OPDRACHTDOEL: Zet alle onderstaande regels om in een Markdown-tabel met de kolommen Nr en Inhoud, waarbij Nr het volgnummer van de regel bevat en Inhoud de regel zelf. Laat lege regels weg.

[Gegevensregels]
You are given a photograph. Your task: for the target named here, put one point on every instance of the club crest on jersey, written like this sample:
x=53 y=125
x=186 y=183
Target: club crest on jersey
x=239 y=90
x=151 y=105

ANTWOORD:
| Nr | Inhoud |
|---|---|
| 1 | You are given a photograph. Your task: for the target named here, put one point on every instance of the club crest on jersey, written like this sample: |
| 2 | x=53 y=125 |
| 3 | x=186 y=183 |
| 4 | Target: club crest on jersey |
| 5 | x=239 y=90 |
| 6 | x=151 y=105 |